# [Activity A]
According to the nanowires text below, what gives nanowires their host of extraordinary properties?
# [Activity B]
Retype the nanowires text below word for word, everything from "Professor Hannah Joyce" down to "or enhanced performance.".
# [Activity C]
Extend the text on nanowires below, picking up right after its final sentence.

# [Text for analysis]
____

Nanowires: Small but mighty building blocks for efficient electronics

Nanowires: Small but mighty building blocks for efficient electronics

Professor Hannah J. Joyce

Professor Hannah Joyce recently gave a talk discussing methods of “growing” nanowires from the bottom-up, contact-free schemes for measuring the intriguing electrical properties of these nanowires, and strategies for integrating nanowires into electronic devices that possess either entirely new functionality, or enhanced performance.

Nanowires exhibit a host of extraordinary properties due to their one-dimensional geometry, that, if harnessed, could help solve some of the most pressing problems facing society: energy security, climate change and connectivity.

Professor Hannah J. Joyce

Hannah is Professor of Low-dimensional Electronics at the Department of Engineering in the Electronic and Photonics Nanodevices Group. Her research specialises in the development of new nanomaterials for applications in optoelectronics and energy harvesting. She summarises her talk for the Cambridge Philiosphical Society below.

____

Stored entries
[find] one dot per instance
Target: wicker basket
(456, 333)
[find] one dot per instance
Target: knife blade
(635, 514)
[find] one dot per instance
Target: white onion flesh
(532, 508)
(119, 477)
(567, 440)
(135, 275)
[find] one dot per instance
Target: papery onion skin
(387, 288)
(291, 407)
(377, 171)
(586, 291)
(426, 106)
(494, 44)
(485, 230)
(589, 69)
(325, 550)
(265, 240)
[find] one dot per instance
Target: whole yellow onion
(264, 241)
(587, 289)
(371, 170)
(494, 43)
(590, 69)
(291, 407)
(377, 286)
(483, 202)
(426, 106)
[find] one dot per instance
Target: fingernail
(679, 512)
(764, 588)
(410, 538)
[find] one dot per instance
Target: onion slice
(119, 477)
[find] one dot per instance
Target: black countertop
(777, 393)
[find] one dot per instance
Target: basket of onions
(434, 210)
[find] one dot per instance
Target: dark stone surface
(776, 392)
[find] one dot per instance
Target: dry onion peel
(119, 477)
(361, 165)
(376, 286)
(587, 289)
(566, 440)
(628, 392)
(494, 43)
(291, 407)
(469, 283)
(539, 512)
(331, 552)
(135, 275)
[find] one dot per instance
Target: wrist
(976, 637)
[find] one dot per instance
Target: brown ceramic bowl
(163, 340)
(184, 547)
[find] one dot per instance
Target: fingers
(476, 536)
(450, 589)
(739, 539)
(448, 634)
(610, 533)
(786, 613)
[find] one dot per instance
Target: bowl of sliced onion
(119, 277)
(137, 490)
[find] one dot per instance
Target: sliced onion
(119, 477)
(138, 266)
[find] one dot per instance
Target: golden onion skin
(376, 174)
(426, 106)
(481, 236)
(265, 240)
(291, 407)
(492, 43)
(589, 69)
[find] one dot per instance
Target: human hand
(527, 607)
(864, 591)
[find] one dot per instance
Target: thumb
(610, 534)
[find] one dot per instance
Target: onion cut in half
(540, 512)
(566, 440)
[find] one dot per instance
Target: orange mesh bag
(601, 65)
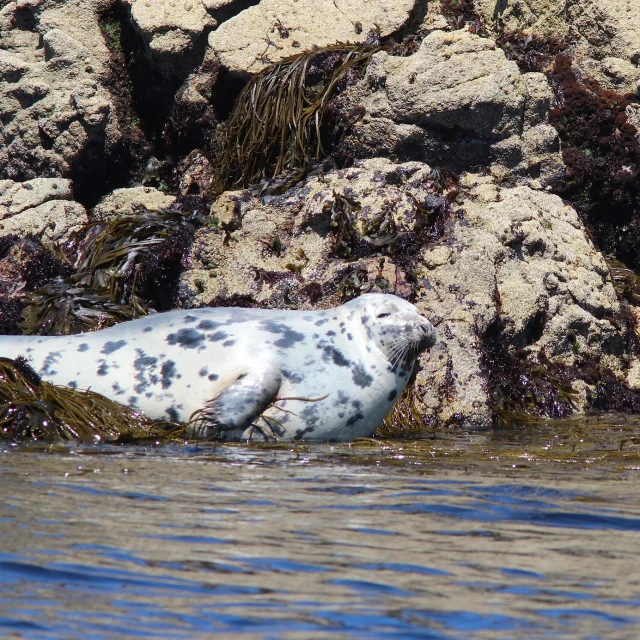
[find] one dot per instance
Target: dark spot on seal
(331, 353)
(207, 325)
(118, 389)
(103, 369)
(186, 338)
(167, 372)
(141, 364)
(361, 377)
(52, 358)
(110, 346)
(289, 336)
(291, 376)
(217, 336)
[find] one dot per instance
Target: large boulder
(58, 119)
(40, 208)
(172, 31)
(513, 258)
(605, 34)
(275, 29)
(457, 101)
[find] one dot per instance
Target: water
(521, 533)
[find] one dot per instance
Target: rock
(15, 197)
(58, 117)
(275, 29)
(42, 208)
(521, 259)
(513, 258)
(605, 33)
(123, 202)
(456, 101)
(172, 30)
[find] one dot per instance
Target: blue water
(339, 542)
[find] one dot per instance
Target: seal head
(395, 326)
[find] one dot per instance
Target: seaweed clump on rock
(31, 409)
(522, 390)
(601, 150)
(121, 270)
(273, 134)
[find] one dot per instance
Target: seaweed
(601, 150)
(123, 269)
(343, 210)
(273, 134)
(521, 390)
(404, 418)
(36, 410)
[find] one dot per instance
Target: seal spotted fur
(305, 375)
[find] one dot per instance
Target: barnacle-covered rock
(518, 291)
(59, 119)
(275, 29)
(42, 208)
(457, 101)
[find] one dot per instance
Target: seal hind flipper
(235, 408)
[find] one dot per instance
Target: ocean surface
(524, 532)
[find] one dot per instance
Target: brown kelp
(121, 271)
(274, 131)
(31, 409)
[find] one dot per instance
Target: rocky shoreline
(484, 163)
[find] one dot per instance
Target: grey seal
(242, 374)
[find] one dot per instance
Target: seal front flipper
(236, 407)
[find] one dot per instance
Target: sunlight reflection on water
(449, 541)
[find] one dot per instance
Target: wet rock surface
(456, 101)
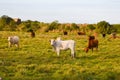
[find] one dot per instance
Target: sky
(64, 11)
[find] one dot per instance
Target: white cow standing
(59, 44)
(13, 40)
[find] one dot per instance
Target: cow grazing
(59, 44)
(92, 43)
(13, 40)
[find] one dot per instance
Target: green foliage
(104, 27)
(54, 25)
(28, 25)
(7, 23)
(91, 27)
(35, 59)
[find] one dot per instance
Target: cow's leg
(72, 53)
(58, 51)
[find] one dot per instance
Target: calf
(59, 44)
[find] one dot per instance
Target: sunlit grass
(35, 59)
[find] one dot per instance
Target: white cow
(59, 44)
(13, 40)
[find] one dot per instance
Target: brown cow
(92, 43)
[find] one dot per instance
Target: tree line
(9, 24)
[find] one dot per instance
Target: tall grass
(35, 59)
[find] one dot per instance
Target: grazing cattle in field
(65, 32)
(32, 33)
(92, 43)
(59, 44)
(13, 40)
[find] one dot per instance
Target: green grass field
(36, 60)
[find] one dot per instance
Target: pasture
(36, 60)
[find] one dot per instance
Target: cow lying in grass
(92, 43)
(13, 40)
(59, 44)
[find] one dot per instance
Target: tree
(7, 23)
(53, 25)
(104, 28)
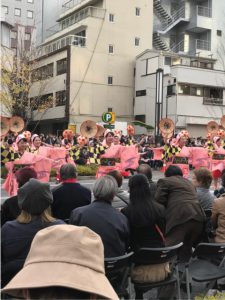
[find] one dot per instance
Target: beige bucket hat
(66, 256)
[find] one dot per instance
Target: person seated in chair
(147, 225)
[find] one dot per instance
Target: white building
(26, 18)
(190, 42)
(90, 61)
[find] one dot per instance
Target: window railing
(204, 11)
(203, 45)
(212, 101)
(74, 40)
(90, 11)
(71, 3)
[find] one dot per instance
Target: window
(111, 50)
(60, 98)
(167, 60)
(137, 41)
(30, 14)
(61, 66)
(17, 12)
(27, 36)
(184, 89)
(140, 118)
(196, 91)
(13, 34)
(137, 11)
(140, 93)
(111, 18)
(110, 80)
(171, 90)
(5, 9)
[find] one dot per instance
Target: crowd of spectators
(107, 222)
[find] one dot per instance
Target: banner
(157, 153)
(200, 157)
(129, 158)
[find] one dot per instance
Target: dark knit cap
(34, 197)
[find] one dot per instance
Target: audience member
(121, 199)
(202, 179)
(147, 224)
(64, 262)
(147, 171)
(105, 220)
(218, 218)
(34, 199)
(70, 194)
(221, 190)
(184, 216)
(10, 209)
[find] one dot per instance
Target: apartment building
(96, 44)
(26, 18)
(189, 43)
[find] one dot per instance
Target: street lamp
(158, 102)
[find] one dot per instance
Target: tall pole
(158, 102)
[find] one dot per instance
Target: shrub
(87, 170)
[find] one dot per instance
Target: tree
(17, 76)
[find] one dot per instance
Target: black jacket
(106, 221)
(67, 197)
(10, 210)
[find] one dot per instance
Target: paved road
(88, 183)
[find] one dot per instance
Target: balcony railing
(71, 3)
(204, 11)
(203, 45)
(212, 101)
(74, 40)
(90, 11)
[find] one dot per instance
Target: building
(26, 18)
(90, 61)
(188, 36)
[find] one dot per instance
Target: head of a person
(118, 176)
(64, 262)
(116, 140)
(109, 137)
(34, 200)
(21, 142)
(223, 178)
(68, 171)
(173, 171)
(105, 188)
(145, 170)
(139, 188)
(202, 178)
(24, 175)
(36, 141)
(217, 141)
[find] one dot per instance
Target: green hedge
(89, 170)
(217, 296)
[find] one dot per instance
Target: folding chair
(117, 270)
(206, 264)
(150, 256)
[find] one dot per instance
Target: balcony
(204, 11)
(201, 19)
(212, 101)
(76, 17)
(202, 45)
(74, 40)
(197, 75)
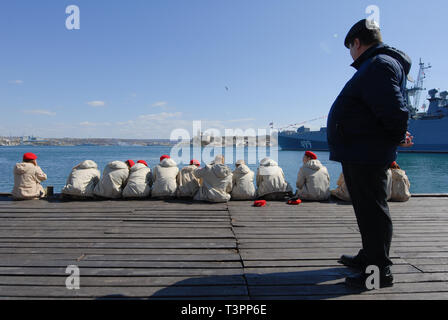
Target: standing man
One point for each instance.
(366, 124)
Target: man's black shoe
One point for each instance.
(359, 280)
(353, 262)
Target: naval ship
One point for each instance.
(429, 126)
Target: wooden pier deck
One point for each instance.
(181, 250)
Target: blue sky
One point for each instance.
(141, 68)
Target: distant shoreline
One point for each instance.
(76, 142)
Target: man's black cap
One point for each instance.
(363, 26)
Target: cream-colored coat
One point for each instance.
(138, 185)
(164, 179)
(187, 183)
(313, 181)
(243, 183)
(82, 180)
(389, 184)
(271, 179)
(27, 179)
(400, 186)
(113, 181)
(216, 183)
(341, 192)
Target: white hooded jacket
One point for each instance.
(313, 181)
(341, 191)
(187, 182)
(271, 179)
(82, 179)
(113, 181)
(164, 179)
(139, 181)
(400, 186)
(243, 183)
(27, 179)
(216, 183)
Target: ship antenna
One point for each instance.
(417, 89)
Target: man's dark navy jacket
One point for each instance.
(369, 118)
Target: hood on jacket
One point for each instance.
(189, 168)
(168, 162)
(242, 169)
(88, 164)
(138, 166)
(116, 165)
(23, 167)
(382, 48)
(221, 170)
(313, 165)
(266, 162)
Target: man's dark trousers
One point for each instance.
(367, 186)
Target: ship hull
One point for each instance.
(430, 136)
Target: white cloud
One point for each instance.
(41, 112)
(94, 124)
(160, 116)
(242, 120)
(160, 104)
(16, 82)
(97, 103)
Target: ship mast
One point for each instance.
(417, 89)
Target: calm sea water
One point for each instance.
(428, 173)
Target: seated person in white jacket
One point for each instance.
(341, 192)
(164, 178)
(82, 180)
(243, 182)
(216, 181)
(27, 179)
(114, 179)
(400, 184)
(313, 180)
(187, 183)
(271, 181)
(139, 181)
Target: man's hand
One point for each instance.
(408, 142)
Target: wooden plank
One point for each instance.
(116, 272)
(87, 281)
(121, 292)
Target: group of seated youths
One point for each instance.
(215, 182)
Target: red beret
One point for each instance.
(310, 154)
(195, 162)
(142, 162)
(29, 156)
(130, 162)
(259, 203)
(164, 157)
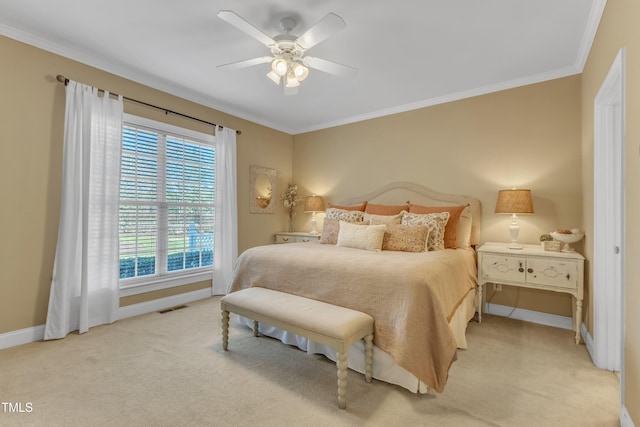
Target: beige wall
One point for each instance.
(618, 28)
(527, 137)
(32, 114)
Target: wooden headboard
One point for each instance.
(396, 193)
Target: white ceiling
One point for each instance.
(410, 53)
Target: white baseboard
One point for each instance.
(36, 333)
(21, 336)
(162, 303)
(547, 319)
(625, 418)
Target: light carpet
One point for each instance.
(169, 370)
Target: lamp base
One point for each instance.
(314, 230)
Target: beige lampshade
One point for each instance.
(313, 204)
(514, 201)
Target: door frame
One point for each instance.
(608, 220)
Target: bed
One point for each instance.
(421, 300)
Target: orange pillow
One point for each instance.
(451, 229)
(385, 209)
(359, 207)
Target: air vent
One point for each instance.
(177, 307)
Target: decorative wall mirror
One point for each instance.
(262, 186)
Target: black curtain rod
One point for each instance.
(63, 79)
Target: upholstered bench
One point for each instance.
(337, 327)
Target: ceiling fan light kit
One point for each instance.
(288, 62)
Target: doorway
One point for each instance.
(609, 219)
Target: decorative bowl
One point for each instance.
(567, 239)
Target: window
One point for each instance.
(166, 217)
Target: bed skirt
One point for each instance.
(384, 366)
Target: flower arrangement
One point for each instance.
(290, 199)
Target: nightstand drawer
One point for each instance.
(503, 268)
(297, 237)
(285, 238)
(558, 273)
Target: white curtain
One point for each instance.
(84, 288)
(226, 205)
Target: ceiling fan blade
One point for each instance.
(246, 63)
(244, 25)
(326, 27)
(330, 67)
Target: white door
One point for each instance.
(608, 239)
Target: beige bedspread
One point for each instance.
(411, 296)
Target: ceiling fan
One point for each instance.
(288, 62)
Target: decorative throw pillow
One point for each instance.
(451, 229)
(385, 209)
(343, 215)
(368, 237)
(405, 238)
(436, 223)
(359, 207)
(330, 229)
(383, 219)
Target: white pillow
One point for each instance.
(368, 237)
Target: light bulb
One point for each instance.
(301, 72)
(279, 66)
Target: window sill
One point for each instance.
(164, 283)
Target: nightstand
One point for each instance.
(296, 236)
(533, 267)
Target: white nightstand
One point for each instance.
(296, 236)
(533, 267)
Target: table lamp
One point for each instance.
(313, 204)
(514, 202)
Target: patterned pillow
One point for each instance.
(405, 238)
(436, 222)
(368, 237)
(359, 207)
(330, 230)
(383, 219)
(451, 230)
(344, 215)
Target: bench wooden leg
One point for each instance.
(225, 330)
(368, 357)
(342, 378)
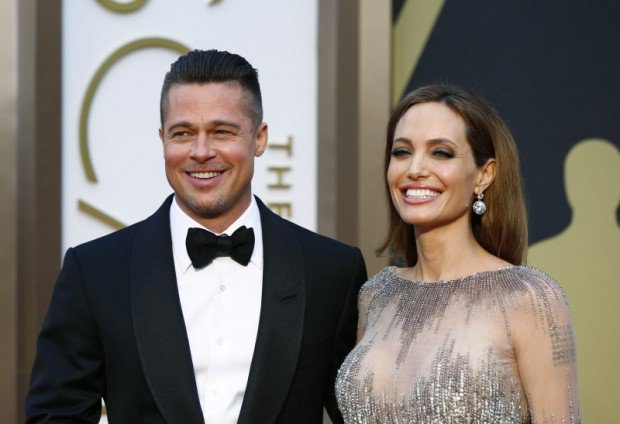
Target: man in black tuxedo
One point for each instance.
(171, 323)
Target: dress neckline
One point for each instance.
(392, 270)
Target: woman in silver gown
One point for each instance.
(465, 333)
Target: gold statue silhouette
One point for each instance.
(585, 259)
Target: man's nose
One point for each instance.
(203, 148)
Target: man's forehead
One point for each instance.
(225, 90)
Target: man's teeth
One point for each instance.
(421, 193)
(204, 174)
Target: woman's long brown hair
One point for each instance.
(502, 230)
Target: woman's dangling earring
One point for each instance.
(479, 206)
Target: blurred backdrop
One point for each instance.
(80, 156)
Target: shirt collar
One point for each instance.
(180, 222)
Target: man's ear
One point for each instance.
(486, 175)
(262, 134)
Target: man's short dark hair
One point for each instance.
(206, 66)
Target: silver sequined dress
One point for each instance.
(493, 347)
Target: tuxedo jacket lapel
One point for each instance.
(281, 322)
(160, 331)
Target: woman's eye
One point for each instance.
(400, 152)
(443, 153)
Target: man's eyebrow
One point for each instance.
(222, 122)
(178, 124)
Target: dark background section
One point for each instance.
(550, 68)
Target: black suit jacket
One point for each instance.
(115, 329)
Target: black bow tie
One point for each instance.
(203, 246)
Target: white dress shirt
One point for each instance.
(221, 307)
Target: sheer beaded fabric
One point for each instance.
(492, 347)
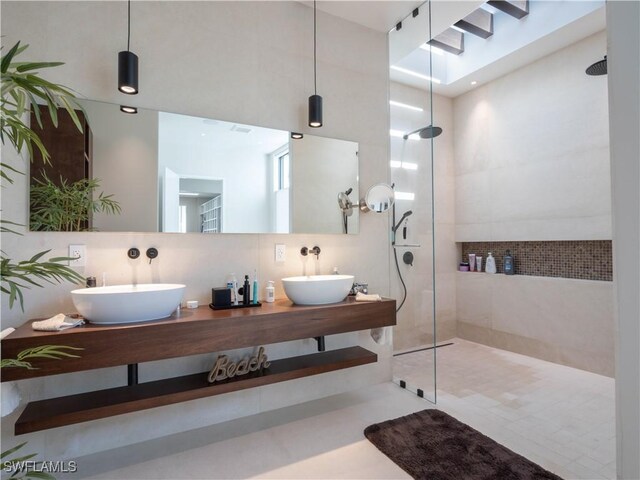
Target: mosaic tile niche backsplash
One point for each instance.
(582, 259)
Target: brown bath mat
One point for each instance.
(433, 445)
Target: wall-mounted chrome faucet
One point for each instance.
(304, 251)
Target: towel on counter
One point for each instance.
(57, 323)
(363, 297)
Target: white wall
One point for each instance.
(623, 58)
(125, 146)
(246, 61)
(242, 169)
(532, 152)
(561, 320)
(532, 163)
(320, 169)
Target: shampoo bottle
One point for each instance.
(232, 284)
(490, 264)
(271, 292)
(246, 291)
(508, 264)
(255, 287)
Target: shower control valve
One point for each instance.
(304, 251)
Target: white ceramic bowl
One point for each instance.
(317, 289)
(128, 303)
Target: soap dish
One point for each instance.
(231, 307)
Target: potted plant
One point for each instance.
(22, 89)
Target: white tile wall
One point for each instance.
(532, 152)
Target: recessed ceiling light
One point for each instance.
(404, 105)
(429, 48)
(415, 74)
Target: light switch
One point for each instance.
(79, 252)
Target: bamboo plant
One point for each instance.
(66, 207)
(21, 91)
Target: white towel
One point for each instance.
(363, 297)
(57, 323)
(6, 332)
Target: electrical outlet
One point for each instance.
(80, 253)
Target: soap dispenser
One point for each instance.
(490, 264)
(271, 292)
(508, 264)
(246, 291)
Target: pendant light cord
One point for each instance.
(128, 24)
(315, 76)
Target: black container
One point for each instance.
(221, 297)
(246, 291)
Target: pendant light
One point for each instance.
(128, 63)
(315, 100)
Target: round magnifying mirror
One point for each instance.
(379, 198)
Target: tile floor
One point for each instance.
(559, 417)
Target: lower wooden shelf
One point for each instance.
(57, 412)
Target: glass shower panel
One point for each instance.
(412, 131)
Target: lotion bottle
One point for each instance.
(490, 264)
(255, 287)
(246, 291)
(271, 292)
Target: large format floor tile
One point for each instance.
(559, 417)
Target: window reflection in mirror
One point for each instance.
(179, 173)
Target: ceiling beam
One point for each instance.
(450, 40)
(479, 22)
(515, 8)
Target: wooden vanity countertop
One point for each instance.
(192, 332)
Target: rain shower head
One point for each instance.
(426, 132)
(598, 68)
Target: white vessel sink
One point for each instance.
(317, 289)
(128, 303)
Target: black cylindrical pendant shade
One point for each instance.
(315, 111)
(128, 72)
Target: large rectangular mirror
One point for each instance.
(164, 172)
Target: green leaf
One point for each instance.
(6, 59)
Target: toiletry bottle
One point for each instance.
(255, 287)
(508, 264)
(246, 291)
(271, 292)
(490, 264)
(231, 285)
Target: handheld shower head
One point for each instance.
(397, 225)
(427, 132)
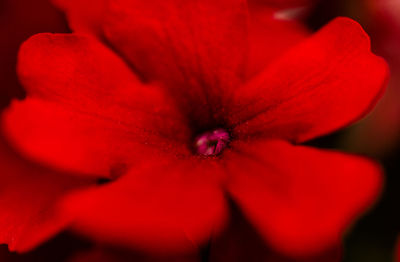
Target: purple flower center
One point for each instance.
(211, 143)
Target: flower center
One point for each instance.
(211, 143)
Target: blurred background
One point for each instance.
(373, 238)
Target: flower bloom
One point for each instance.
(37, 16)
(183, 105)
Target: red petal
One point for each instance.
(282, 3)
(84, 15)
(167, 205)
(269, 38)
(19, 20)
(85, 111)
(196, 48)
(28, 196)
(300, 199)
(325, 83)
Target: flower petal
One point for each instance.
(300, 199)
(325, 83)
(85, 111)
(196, 48)
(28, 197)
(166, 205)
(270, 38)
(84, 15)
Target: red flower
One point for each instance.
(188, 74)
(21, 19)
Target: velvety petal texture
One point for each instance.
(323, 84)
(93, 116)
(129, 103)
(84, 15)
(300, 199)
(28, 200)
(165, 205)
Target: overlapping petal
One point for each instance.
(300, 199)
(85, 111)
(28, 200)
(202, 50)
(325, 83)
(166, 205)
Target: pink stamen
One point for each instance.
(212, 143)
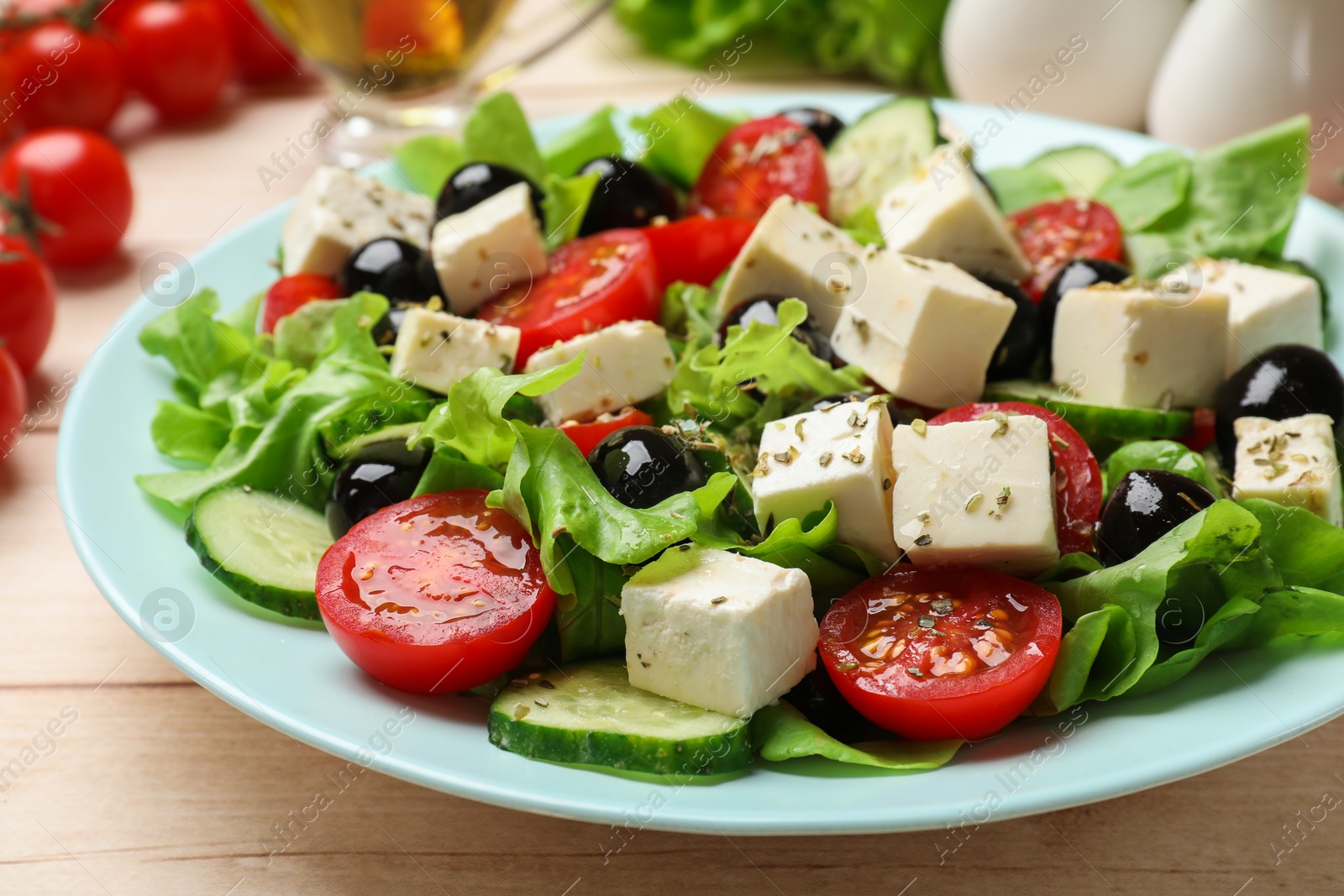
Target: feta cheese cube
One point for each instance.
(795, 253)
(627, 363)
(1267, 308)
(718, 631)
(479, 253)
(842, 454)
(436, 349)
(944, 211)
(1135, 347)
(339, 211)
(1289, 461)
(978, 492)
(922, 329)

____

# [Task answer A]
Their one-dimensional geometry.

# [Task answer B]
Professor Hannah Joyce recently gave a talk discussing methods of “growing” nanowires from the bottom-up, contact-free schemes for measuring the intriguing electrical properties of these nanowires, and strategies for integrating nanowires into electronic devices that possess either entirely new functionality, or enhanced performance.

# [Task answer C]
“Nanowires” are filamentary crystals with diameters less than 1000th that of a human hair. They exhibit a host of extraordinary properties due to their one-dimensional geometry, that, if harnessed, could help solve some of the most pressing problems facing society: energy security, climate change and connectivity. For example, the nanowire geometry allows very efficient light absorption and charge collection, which increases the efficiency of solar cells whilst using less than a million times less raw material in their manufacture than conventional silicon solar cells.

Somewhat paradoxically, the one-dimensional geometry that confers these amazing properties also creates challenges. How do you create something so small, reproducibly? How can you measure their electrical properties? And how can you integrate them into real-world electronics? In this talk I discuss methods of “growing” these nanowires from the bottom - up, contact-free schemes for measuring the intriguing electrical properties of these nanowires, and strategies for integrating nanowires into electronic devices that possess either entirely new functionality, or enhanced performance."